[What to do] Return the lines below word for word, changing nothing.

[Given information]
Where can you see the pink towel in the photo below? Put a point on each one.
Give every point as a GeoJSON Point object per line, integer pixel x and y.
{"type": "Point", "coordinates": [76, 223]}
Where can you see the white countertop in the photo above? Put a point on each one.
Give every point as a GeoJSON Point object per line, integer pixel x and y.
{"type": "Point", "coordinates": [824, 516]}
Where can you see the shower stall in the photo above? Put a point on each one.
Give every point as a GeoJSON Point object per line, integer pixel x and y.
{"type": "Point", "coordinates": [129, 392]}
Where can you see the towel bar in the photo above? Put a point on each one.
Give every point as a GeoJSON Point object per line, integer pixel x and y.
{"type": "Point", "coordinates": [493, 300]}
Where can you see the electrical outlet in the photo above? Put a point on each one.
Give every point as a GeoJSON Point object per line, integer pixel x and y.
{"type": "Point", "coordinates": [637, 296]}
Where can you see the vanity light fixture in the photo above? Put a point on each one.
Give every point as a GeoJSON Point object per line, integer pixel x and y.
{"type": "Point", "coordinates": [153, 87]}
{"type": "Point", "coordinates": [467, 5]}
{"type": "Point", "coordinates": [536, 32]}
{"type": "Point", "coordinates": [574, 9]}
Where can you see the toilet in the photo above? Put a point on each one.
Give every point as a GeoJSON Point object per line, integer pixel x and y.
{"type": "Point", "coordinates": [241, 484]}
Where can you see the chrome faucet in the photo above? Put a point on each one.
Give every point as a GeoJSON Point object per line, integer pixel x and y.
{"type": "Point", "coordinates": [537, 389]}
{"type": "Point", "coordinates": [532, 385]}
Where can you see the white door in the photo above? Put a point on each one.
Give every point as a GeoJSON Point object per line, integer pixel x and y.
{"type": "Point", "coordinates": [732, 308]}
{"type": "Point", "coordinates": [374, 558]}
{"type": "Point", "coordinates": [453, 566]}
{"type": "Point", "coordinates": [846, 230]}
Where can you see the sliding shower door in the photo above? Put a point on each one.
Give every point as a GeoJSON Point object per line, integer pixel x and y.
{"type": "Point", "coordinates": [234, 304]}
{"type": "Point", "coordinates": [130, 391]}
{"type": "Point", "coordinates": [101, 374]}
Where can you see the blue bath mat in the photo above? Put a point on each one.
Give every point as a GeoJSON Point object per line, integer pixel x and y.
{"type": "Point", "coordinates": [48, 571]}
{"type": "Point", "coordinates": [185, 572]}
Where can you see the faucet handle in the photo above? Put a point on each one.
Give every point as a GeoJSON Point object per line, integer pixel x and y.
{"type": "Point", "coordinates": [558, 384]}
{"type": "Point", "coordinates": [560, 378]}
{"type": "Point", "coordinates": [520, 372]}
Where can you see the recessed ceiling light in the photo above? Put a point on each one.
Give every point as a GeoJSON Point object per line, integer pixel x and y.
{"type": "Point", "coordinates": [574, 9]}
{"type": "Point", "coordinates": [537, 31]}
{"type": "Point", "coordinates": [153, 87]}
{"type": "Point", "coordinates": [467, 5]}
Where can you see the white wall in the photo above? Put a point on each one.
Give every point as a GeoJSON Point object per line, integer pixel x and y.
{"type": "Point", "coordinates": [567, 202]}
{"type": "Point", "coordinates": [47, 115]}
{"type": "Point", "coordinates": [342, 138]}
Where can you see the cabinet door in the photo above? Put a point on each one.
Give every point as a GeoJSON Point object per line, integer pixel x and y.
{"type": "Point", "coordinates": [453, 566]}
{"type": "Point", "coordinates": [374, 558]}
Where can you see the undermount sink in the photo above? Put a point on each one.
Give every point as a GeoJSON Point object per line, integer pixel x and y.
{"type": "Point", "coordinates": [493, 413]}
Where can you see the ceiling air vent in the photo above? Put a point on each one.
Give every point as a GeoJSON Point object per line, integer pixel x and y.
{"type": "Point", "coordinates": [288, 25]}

[Solution to this problem]
Where can you see the pink towel in the photo below? Put a point on each one.
Give every point as a GeoJSON Point object per line, integer pixel x and y.
{"type": "Point", "coordinates": [76, 223]}
Where can you see the white countertop in the photo above? Put a point on each one.
Give every point as a GeoJSON Point object per line, integer pixel x and y.
{"type": "Point", "coordinates": [824, 516]}
Where can you see the shower stall in the photo above? Put a point on each one.
Give every point as a GeoJSON Point object per line, integer pixel x and y.
{"type": "Point", "coordinates": [129, 392]}
Where can you see the towel bar in the photo above? Put a point on each one.
Give every point as a GeoJSON Point object per line, integer pixel x and y.
{"type": "Point", "coordinates": [493, 300]}
Where can you see the electrical outlet in the photo above? Put a point on each one.
Give every point as a GeoJSON Point object per line, integer pixel x and y.
{"type": "Point", "coordinates": [637, 296]}
Where can you see the vanity light fixture in the photo above? Put a point on each one.
Give every point as a GeoJSON Point object per line, integer pixel x and y.
{"type": "Point", "coordinates": [153, 87]}
{"type": "Point", "coordinates": [467, 5]}
{"type": "Point", "coordinates": [536, 32]}
{"type": "Point", "coordinates": [574, 9]}
Where can you see the toilet in the photo above? Put a point on each one.
Give every point as a GeoJSON Point object per line, integer pixel x and y.
{"type": "Point", "coordinates": [241, 484]}
Where can you see the chrome faucet in the photo above? Put a point on each one.
Give every point as a GeoJSON Point object per line, integer pixel x and y.
{"type": "Point", "coordinates": [537, 389]}
{"type": "Point", "coordinates": [532, 385]}
Where can you see the white door in the photo above? Put a point on each one.
Give every point as a GeoJSON Point object per line, integer pixel x and y.
{"type": "Point", "coordinates": [732, 308]}
{"type": "Point", "coordinates": [374, 558]}
{"type": "Point", "coordinates": [453, 566]}
{"type": "Point", "coordinates": [846, 230]}
Where can you see the sliding shower door in the photo above? Put a point on each one.
Give every point as a GeoJSON Point object per line, integer pixel x and y.
{"type": "Point", "coordinates": [234, 304]}
{"type": "Point", "coordinates": [130, 391]}
{"type": "Point", "coordinates": [101, 374]}
Where can you see the blue bath mat in the photo above? Put a point on each one.
Give every point as a GeoJSON Point object per line, integer pixel x and y.
{"type": "Point", "coordinates": [48, 571]}
{"type": "Point", "coordinates": [185, 572]}
Where can you see the faucet handle in the photo above? Put a point on each one.
Give every point as a GeoJSON Point object per line, integer pixel x and y.
{"type": "Point", "coordinates": [558, 384]}
{"type": "Point", "coordinates": [560, 378]}
{"type": "Point", "coordinates": [520, 372]}
Where can you see the recessed ceiling light in the photo above? Put a point on each one.
Give every point as a GeoJSON Point object per line, integer pixel x and y.
{"type": "Point", "coordinates": [574, 9]}
{"type": "Point", "coordinates": [537, 31]}
{"type": "Point", "coordinates": [153, 87]}
{"type": "Point", "coordinates": [467, 5]}
Where can you see the white wall in the photo above? Put a point on each one.
Give every point as a GeoJSON Point object per line, integer pixel x and y.
{"type": "Point", "coordinates": [567, 202]}
{"type": "Point", "coordinates": [47, 115]}
{"type": "Point", "coordinates": [342, 138]}
Where can you see the cabinet door in the photo above? Put a point on each one.
Give every point as a GeoJSON Point object per line, integer pixel x and y.
{"type": "Point", "coordinates": [453, 566]}
{"type": "Point", "coordinates": [374, 558]}
Where can you see the undermount sink in the photo above? Put a point on each one.
Give every point as a GeoJSON Point object per line, integer pixel x and y.
{"type": "Point", "coordinates": [493, 413]}
Where can you see the ceiling air vent in the photo above? Put a point on each one.
Give every point as a GeoJSON Point object per line, integer pixel x and y.
{"type": "Point", "coordinates": [288, 25]}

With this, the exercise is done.